Referring expression grounding data

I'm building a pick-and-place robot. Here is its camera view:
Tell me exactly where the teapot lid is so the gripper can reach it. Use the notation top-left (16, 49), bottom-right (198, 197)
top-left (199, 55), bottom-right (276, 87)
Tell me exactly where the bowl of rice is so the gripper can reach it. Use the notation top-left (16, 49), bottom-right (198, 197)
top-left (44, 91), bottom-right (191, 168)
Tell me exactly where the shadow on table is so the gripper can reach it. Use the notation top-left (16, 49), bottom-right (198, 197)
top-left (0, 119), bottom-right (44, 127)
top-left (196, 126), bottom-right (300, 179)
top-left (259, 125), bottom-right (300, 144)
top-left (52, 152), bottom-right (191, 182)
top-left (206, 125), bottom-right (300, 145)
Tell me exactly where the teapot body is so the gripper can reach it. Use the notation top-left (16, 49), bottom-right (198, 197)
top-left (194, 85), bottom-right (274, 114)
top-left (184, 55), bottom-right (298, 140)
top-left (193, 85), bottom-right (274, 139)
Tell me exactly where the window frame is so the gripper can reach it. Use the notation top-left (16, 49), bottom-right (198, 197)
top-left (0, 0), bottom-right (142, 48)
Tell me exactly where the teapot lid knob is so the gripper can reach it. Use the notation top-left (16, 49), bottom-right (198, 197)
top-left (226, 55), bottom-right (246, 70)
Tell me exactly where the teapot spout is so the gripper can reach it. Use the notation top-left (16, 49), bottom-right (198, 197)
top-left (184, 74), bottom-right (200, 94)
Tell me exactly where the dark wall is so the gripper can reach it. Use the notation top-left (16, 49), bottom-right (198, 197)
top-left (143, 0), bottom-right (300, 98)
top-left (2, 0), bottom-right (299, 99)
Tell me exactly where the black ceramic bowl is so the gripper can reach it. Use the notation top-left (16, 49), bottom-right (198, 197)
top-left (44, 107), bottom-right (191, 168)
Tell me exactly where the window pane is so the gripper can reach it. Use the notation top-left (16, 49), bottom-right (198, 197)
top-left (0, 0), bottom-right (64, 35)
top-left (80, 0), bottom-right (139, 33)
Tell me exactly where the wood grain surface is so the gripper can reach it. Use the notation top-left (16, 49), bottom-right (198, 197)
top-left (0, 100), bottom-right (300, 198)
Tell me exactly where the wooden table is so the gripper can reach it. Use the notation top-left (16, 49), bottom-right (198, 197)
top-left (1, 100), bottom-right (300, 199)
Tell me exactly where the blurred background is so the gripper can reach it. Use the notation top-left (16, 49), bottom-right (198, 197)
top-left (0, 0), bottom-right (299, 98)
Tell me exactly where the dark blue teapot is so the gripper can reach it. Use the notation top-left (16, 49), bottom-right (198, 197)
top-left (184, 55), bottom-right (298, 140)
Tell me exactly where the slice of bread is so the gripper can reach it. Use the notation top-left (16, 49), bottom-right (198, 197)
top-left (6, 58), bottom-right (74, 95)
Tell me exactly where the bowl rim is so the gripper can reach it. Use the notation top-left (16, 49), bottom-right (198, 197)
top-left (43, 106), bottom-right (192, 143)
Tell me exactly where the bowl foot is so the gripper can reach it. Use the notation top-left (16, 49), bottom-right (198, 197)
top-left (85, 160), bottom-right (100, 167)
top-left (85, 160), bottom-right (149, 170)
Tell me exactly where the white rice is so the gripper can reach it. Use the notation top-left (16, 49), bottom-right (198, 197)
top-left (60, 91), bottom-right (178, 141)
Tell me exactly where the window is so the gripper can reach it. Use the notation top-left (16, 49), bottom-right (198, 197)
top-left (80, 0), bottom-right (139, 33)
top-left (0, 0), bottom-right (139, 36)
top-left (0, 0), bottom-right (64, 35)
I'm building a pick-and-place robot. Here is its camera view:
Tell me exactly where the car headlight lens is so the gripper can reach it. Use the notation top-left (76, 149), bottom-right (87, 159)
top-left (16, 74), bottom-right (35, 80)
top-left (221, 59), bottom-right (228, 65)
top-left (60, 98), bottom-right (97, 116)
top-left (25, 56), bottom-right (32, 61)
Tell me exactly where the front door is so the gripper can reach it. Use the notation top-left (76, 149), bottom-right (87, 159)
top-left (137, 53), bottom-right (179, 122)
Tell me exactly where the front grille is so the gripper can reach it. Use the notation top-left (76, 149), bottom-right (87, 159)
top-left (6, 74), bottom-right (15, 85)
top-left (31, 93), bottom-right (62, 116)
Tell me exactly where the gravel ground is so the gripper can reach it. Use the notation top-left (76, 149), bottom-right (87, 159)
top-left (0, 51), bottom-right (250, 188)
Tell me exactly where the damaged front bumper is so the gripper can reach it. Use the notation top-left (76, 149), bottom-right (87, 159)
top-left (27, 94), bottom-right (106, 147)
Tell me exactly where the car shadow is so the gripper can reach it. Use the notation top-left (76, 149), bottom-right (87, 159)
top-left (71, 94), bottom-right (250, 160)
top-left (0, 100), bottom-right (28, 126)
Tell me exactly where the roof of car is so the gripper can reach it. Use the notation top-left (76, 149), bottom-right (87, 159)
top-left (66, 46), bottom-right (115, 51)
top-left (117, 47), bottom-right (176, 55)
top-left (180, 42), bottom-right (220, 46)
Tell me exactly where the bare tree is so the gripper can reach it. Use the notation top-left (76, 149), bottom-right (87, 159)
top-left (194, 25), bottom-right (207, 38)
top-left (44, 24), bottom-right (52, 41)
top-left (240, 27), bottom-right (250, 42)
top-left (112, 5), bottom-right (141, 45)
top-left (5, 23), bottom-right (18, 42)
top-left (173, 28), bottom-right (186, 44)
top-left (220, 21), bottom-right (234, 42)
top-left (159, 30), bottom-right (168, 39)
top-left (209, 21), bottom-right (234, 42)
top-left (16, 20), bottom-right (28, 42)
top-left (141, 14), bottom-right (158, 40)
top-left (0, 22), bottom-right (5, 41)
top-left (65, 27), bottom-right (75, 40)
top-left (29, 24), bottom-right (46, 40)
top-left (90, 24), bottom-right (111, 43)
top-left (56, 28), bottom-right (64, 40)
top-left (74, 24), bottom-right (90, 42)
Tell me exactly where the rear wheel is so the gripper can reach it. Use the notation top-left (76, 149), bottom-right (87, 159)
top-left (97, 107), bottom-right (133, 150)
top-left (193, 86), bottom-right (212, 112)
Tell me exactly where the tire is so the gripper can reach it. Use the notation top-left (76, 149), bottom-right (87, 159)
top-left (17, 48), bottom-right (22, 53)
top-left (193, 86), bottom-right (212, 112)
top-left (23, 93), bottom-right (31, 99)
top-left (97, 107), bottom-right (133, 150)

Exercise instructions
Only the lines from the one with "Tell me exactly where the bare" to the end of the entries above belong in your answer. Retype them exactly.

Exercise solution
Tell me exactly where the bare tree is so the gripper can reach it. Use the notation top-left (76, 149), bottom-right (87, 159)
top-left (194, 25), bottom-right (207, 38)
top-left (44, 24), bottom-right (52, 41)
top-left (240, 27), bottom-right (250, 42)
top-left (112, 5), bottom-right (141, 45)
top-left (5, 23), bottom-right (18, 42)
top-left (173, 28), bottom-right (186, 44)
top-left (220, 21), bottom-right (234, 42)
top-left (159, 30), bottom-right (168, 39)
top-left (209, 21), bottom-right (234, 42)
top-left (16, 20), bottom-right (28, 42)
top-left (141, 14), bottom-right (158, 40)
top-left (0, 22), bottom-right (5, 41)
top-left (65, 27), bottom-right (75, 40)
top-left (29, 24), bottom-right (46, 40)
top-left (90, 24), bottom-right (111, 43)
top-left (56, 28), bottom-right (64, 40)
top-left (74, 24), bottom-right (90, 42)
Tell me exactly where the rear wheel is so the gripper can reach it. Use the notation top-left (76, 149), bottom-right (87, 159)
top-left (97, 107), bottom-right (133, 150)
top-left (193, 86), bottom-right (212, 112)
Tell me exactly where the tire is so the gripper can reach it. Use the notation top-left (76, 149), bottom-right (87, 159)
top-left (17, 48), bottom-right (22, 53)
top-left (193, 86), bottom-right (212, 112)
top-left (23, 93), bottom-right (31, 99)
top-left (97, 107), bottom-right (133, 150)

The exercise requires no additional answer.